→ Extrait choisi:
####################
Comme beaucoup de nos semblables, il nous est probablement arrivé au cours des derniers mois de pandémie de ressentir de la peur et de l’anxiété devant un ennemi nouveau et invisible, face au risque d’être malade et peut-être même de mourir ou simplement en pensant qu’on pourrait transmettre sans le vouloir le maudit virus.

On a sûrement aussi été agacé, dérangé, déstabilisé par suite des mesures qui ont mis à mal nos habitudes de vie, nos habitudes d’être en relation avec les gens autour de nous.

Alors on cherche des réponses à nos questions et des justifications aux décisions qui nous dérangent. Devant l’inconnu et l’invisible, on a tous appris que c’est la science qui nous donne les meilleures réponses habituellement, et particulièrement la science biomédicale en ce qui concerne… les maladies comme c’est le cas dans une pandémie.

Plusieurs questions sans réponse

Quel est ce virus ? D’où vient-il et comment se transmet-il ? À quel point est-il dangereux ? Comment l’éviter, le combattre une fois qu’on l’a attrapé, le guérir ? Quelles mesures sont efficaces et lesquelles ne le sont pas ?

Tant de questions légitimes pour lesquelles on attendait ce que la médecine et la science nous livrent habituellement, des réponses claires et plutôt définitives.

Mais on a eu plutôt droit à des hésitations, des revirements, des propositions contradictoires ou incohérentes. Ce qu’on affirmait une journée se trouvait ne plus être tout aussi vrai la semaine suivante. Comment cela se fait-il ? Où est la faille, l’erreur ? Nous a-t-on mal informés ou, pire, menti ?

En fait, on a simplement été témoin du processus usuel qu’utilise la médecine et les sciences de la vie en général, contrairement aux sciences de la nature inerte, comme la physique, qui proposent des lois stables à défaut d’être toujours simples, et universelle.

Que Newton ait reçu sur la tête une pomme en Chine ou en Australie plutôt qu’à Londres, elle se serait comportée de la même manière. Si l’expérience avait été faite sur Mars ou la Lune, la seule différence aurait été la vitesse de sa chute, la gravité y étant moindre.

Le vivant est tout autrement.

Nous avons tous l’expérience d’une grippe ou d’une entorse de la cheville. Si certains éléments se répètent d’un individu à l’autre, plusieurs symptômes diffèrent en intensité et en durée. Certains guérissent rapidement et complètement, d’autres éprouvent des séquelles pendant plus longtemps.

Selon notre état de santé précédent, notre âge, la réactivité de notre corps et les moyens à notre disposition, nous avons des expériences différentes des mêmes problèmes de santé. De plus, les résultats ne sont jamais pareils ni jamais garantis.
####################
→ Données extraites:
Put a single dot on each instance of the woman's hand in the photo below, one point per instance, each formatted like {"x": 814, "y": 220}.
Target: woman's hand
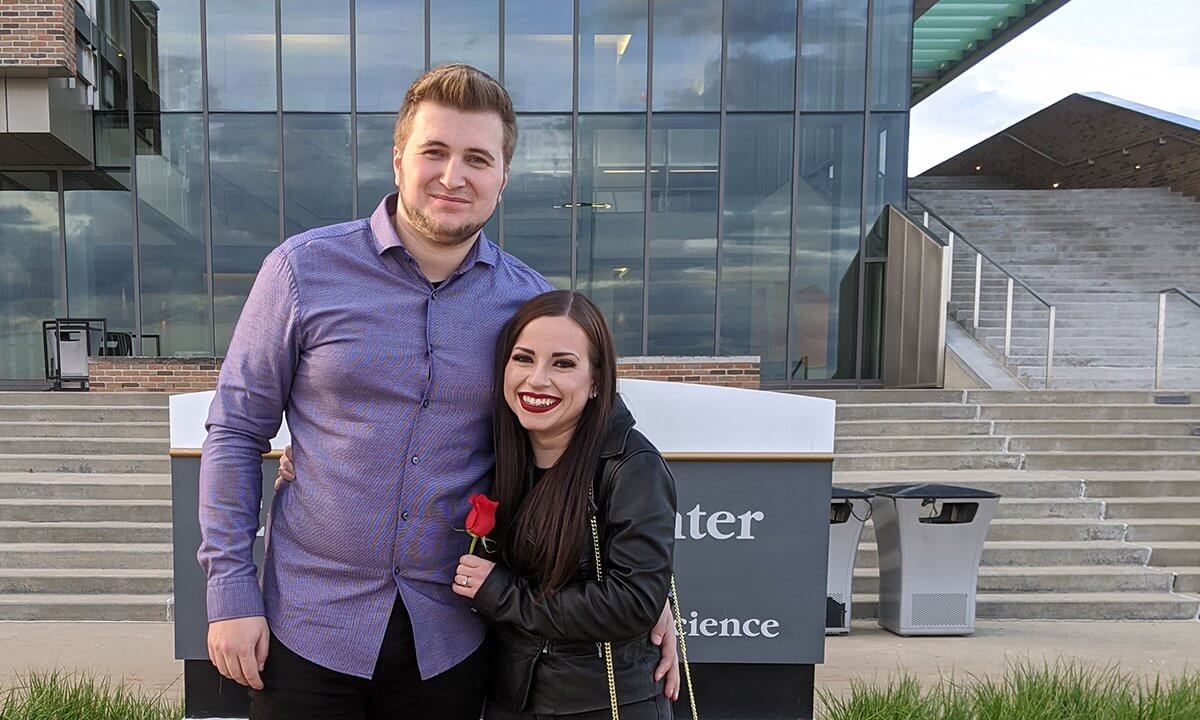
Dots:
{"x": 471, "y": 575}
{"x": 287, "y": 469}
####################
→ Travail à faire:
a) Dans l'extrait sur la science face à la pandémie, relevez tous les facteurs qui, d'après le texte, font que nous vivons différemment les mêmes problèmes de santé.
b) Rédigez la suite de l'extrait sur la science face à la pandémie, à partir de sa dernière phrase.
Les lignes ne sont d'aucune utilité ici.

→ Réponses par consigne:
a)
- notre état de santé précédent
- notre âge
- la réactivité de notre corps
- les moyens à notre disposition

b)
C’est avec cette grande diversité de réactions que les sciences du vivant doivent composer pour établir de façon plus ou moins certaine les mécanismes des agents infectieux ou des maladies acquises et innées.

C’est ce qu’on appelle la physiopathologie.

Le tout est encore plus complexe en ce qui concerne les traitements, puisque non seulement chacun a une version tout à fait unique et personnelle de la maladie, mais il réagira différemment des autres aux mêmes médicaments ou traitements. Deux enfants s’éraflent les genoux en même temps en faisant de la bicyclette, les deux plaies auront des développements différents même si le traitement est semblable.

L’évolution de la science biomédicale

Depuis le début de la médecine clinique moderne au début du XVIe siècle alors qu’ont commencé les dissections de cadavres par les premiers anatomistes, les sciences biomédicales ont procédé de la même façon et si nos moyens d’investigation et d’expérimentation en laboratoire se sont grandement améliorés, la méthode par tâtonnement et consensus est restée la même.

Le procédé habituel consiste à observer des « événements » chez certains individus et, basé sur les connaissances déjà acquises, d’en tirer une hypothèse de cause ou de traitement. On doit par la suite l’expérimenter en laboratoire sur des modèles cellulaires ou animaux, puis sur des groupes de personnes.

Le défi est chaque fois de savoir si l’effet est celui du hasard ou de notre hypothèse. Alors, il arrive que des études donnent des résultats dans un sens et d’autres, dans le sens contraire. C’est quand on cumule toutes ces études qu’on arrive à définir une explication et un traitement qui sera reconnu et appliqué.

En général, c’est un processus lent, très lent en fait qui exige beaucoup de patience et de minutie, de répétition des études cliniques. Suivent des centaines ou des milliers de publications dans les revues scientifiques qui seront analysées et discutées entre spécialistes lors de congrès ou par des sociétés dédiées à ces domaines.

Après un bon moment, à l’abri des regards du public, non pas par volonté de rester secret, mais parce qu’il s’agit de travaux et de discussions souvent très pointues, voire pointilleuses et ennuyantes, la « science » nous livre des conclusions que les médecins appliquent plutôt uniformément partout.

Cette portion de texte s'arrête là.